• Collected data
####
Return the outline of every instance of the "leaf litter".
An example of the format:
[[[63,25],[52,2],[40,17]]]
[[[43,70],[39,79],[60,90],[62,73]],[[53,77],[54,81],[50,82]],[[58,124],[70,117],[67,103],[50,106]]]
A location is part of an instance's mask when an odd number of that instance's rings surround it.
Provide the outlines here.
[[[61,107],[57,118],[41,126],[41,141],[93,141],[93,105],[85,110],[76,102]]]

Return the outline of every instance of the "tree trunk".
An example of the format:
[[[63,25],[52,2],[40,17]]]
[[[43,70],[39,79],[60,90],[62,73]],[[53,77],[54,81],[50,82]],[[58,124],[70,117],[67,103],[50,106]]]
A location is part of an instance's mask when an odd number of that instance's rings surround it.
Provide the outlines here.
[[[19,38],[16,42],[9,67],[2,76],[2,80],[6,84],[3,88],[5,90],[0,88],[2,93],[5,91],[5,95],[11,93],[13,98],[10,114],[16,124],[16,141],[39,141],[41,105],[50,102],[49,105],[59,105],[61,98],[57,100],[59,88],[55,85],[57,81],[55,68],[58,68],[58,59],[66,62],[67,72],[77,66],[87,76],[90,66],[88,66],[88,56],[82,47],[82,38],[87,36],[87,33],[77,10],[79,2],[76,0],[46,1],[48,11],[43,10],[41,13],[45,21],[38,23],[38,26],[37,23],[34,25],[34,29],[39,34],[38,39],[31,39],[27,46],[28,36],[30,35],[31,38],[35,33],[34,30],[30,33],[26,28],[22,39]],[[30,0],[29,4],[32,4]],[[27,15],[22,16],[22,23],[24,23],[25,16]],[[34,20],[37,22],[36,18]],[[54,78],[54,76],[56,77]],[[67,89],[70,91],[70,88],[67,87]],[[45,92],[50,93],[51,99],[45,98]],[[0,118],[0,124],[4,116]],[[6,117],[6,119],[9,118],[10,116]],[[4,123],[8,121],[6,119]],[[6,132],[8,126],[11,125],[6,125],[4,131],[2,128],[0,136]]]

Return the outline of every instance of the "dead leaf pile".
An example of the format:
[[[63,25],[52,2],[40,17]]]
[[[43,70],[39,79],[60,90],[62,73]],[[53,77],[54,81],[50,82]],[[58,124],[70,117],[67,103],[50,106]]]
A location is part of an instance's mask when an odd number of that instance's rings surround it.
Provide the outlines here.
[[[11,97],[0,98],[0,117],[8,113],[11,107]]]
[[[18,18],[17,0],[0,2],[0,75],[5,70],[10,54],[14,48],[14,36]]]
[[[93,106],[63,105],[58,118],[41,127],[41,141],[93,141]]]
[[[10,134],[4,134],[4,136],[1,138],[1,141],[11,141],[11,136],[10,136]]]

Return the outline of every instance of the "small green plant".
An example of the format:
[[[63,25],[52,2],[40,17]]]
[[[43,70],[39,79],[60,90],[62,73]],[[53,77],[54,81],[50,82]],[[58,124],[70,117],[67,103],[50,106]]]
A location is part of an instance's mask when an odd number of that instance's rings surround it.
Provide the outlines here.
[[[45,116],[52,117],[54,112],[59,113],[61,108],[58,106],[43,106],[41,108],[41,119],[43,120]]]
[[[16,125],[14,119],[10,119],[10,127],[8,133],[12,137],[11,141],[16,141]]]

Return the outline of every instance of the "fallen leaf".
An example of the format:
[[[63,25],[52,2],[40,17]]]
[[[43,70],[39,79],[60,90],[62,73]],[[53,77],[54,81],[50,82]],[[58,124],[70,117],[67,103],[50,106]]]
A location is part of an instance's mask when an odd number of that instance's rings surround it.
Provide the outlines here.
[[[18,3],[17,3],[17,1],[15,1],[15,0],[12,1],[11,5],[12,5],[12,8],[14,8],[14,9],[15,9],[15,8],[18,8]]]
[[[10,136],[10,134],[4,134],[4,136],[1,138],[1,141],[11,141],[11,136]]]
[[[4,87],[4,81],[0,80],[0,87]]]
####
• Problem statement
Each line of the listing should be copied exactly.

• Full answer
Return the outline of every instance of the "leaf litter".
An example of the format:
[[[63,25],[52,2],[40,17]]]
[[[43,70],[39,79],[60,90],[62,73]],[[53,77],[54,81],[50,82]],[[58,124],[70,117],[67,103],[50,106]]]
A location is part of an instance's mask when an odd number of that instance's rings surround it.
Provide the outlines here.
[[[61,107],[57,118],[41,126],[41,141],[93,141],[93,105],[85,110],[76,102]]]

Return the outline of every instance of the "tree trunk".
An example of the format:
[[[63,25],[52,2],[40,17]]]
[[[43,70],[39,79],[60,90],[62,73]],[[53,77],[54,81],[50,82]],[[58,124],[70,117],[67,103],[50,106]]]
A location is part of an instance's mask when an odd number of that instance's rings surround it.
Provide the outlines here.
[[[19,38],[16,42],[9,67],[2,76],[2,80],[6,84],[3,88],[5,90],[0,88],[2,93],[5,91],[5,95],[11,93],[13,98],[10,114],[16,124],[16,141],[39,141],[41,105],[50,102],[49,105],[59,105],[61,98],[57,100],[59,88],[55,85],[57,81],[55,68],[58,68],[58,59],[66,62],[67,72],[77,66],[87,76],[90,66],[88,66],[88,56],[82,47],[82,38],[87,36],[87,33],[77,10],[79,2],[76,0],[46,1],[48,11],[43,10],[41,13],[45,21],[38,23],[38,26],[37,23],[34,25],[34,29],[39,34],[38,39],[31,39],[27,46],[28,36],[30,35],[31,38],[35,33],[34,30],[30,33],[26,28],[22,39]],[[30,0],[29,4],[32,4]],[[27,15],[22,16],[22,23],[24,23],[25,16]],[[34,20],[37,22],[36,18]],[[54,78],[54,76],[56,77]],[[67,89],[70,91],[70,88],[67,87]],[[45,92],[50,93],[51,99],[45,98]],[[0,118],[0,124],[4,116]],[[6,117],[6,119],[9,118],[10,116]],[[4,123],[8,121],[6,119]],[[6,132],[8,126],[11,125],[6,125],[4,131],[2,128],[0,136]]]

Return the outline of every instance of the "dead leaf pile".
An example of the format:
[[[63,25],[52,2],[40,17]]]
[[[43,70],[39,79],[60,90],[62,73]],[[53,77],[54,81],[50,82]],[[58,124],[70,117],[67,103],[50,106]]]
A location is part of an instance's mask when an odd number of that instance's rings surround it.
Provide the outlines here.
[[[11,97],[0,98],[0,117],[8,113],[11,107]]]
[[[18,18],[17,0],[0,2],[0,75],[5,70],[10,54],[14,48],[14,36]]]
[[[93,106],[63,105],[58,118],[41,127],[41,141],[93,141]]]
[[[10,134],[4,134],[4,136],[1,138],[1,141],[11,141],[11,136],[10,136]]]

Return the outline of every instance of the "small green plant".
An example of the format:
[[[63,25],[52,2],[40,17]]]
[[[43,70],[39,79],[60,90],[62,73]],[[53,77],[54,81],[50,82]],[[58,124],[70,117],[67,103],[50,106]]]
A location is part of an instance's mask when an odd number of that instance's rings surround it.
Provide the outlines here.
[[[45,116],[52,117],[54,112],[59,113],[61,108],[58,106],[43,106],[41,108],[41,119],[43,120]]]
[[[16,125],[14,119],[10,119],[10,127],[8,133],[12,137],[11,141],[16,141]]]

Return the outline of every instance of the "fallen leaf".
An example of the format:
[[[63,25],[52,2],[40,17]]]
[[[43,70],[39,79],[60,90],[62,73]],[[53,77],[54,81],[50,82]],[[58,124],[70,117],[67,103],[50,106]]]
A location is part of an instance's mask when an odd number of that instance's rings surround it.
Provide the outlines here.
[[[18,3],[17,3],[17,1],[15,1],[15,0],[12,1],[11,5],[12,5],[12,8],[14,8],[14,9],[15,9],[15,8],[18,8]]]
[[[10,136],[10,134],[4,134],[4,136],[1,138],[1,141],[11,141],[11,136]]]
[[[4,87],[4,81],[0,80],[0,87]]]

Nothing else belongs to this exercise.